Return each line of the data below exactly, omitting any pictures.

START Input

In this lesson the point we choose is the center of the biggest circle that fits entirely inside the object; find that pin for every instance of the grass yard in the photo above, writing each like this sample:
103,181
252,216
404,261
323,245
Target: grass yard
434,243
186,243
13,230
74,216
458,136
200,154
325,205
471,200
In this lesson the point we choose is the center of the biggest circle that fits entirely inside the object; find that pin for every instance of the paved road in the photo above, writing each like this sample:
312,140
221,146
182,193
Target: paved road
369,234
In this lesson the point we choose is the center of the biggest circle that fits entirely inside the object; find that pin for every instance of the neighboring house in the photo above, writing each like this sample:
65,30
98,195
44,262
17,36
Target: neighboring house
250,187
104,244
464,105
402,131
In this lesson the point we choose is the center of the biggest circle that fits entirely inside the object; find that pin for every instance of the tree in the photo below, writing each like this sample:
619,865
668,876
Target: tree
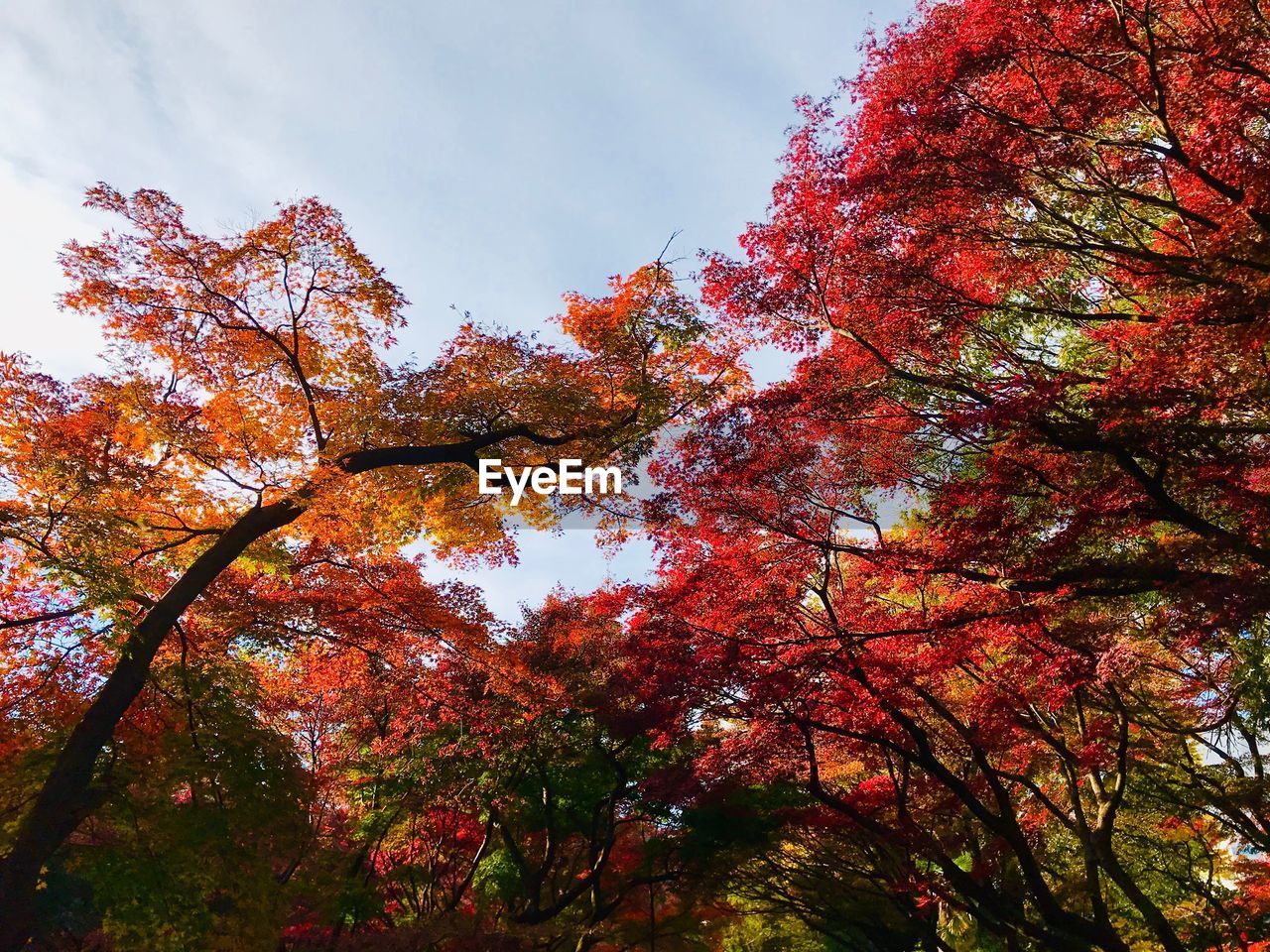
1028,276
246,414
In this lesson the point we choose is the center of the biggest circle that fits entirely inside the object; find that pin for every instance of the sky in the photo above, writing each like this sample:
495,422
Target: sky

END Input

**Result of this task**
In this lesson the point we choose is the center of the biggest circle that fits entirely inside the object; find that pin for every instance of the grass yard in the photo above, writing each like this sample:
103,181
252,216
404,261
323,245
Target: grass yard
434,243
186,243
13,230
74,216
458,136
200,154
325,205
471,200
In this lesson the point we choose is the center of the biggest circle that fits entirely inside the object; find that pin for every instance of the paved road in the photo above, writing each like this sample:
312,140
221,146
182,193
Target: paved road
369,234
In this lesson the point we choose is the center of the biggest circle that fits entirely inside the object; find that pin for every instance of the neighboring house in the photo above, writing each like this sample:
65,30
98,195
44,262
17,36
Target: neighboring house
250,187
104,244
464,105
402,131
In this lesson the point we choose is the center of the biggest circle that fits entirely inside the object; find that pin for every instance of the tree in the photo below, writing each like this sample:
619,865
668,876
Target: tree
1028,276
246,414
In this lesson the point we choose is the center of the biggest circle that fits entirely inside the object; find that pin for every instance of the sky in the photo above, writing each like this sample:
495,422
Target: sky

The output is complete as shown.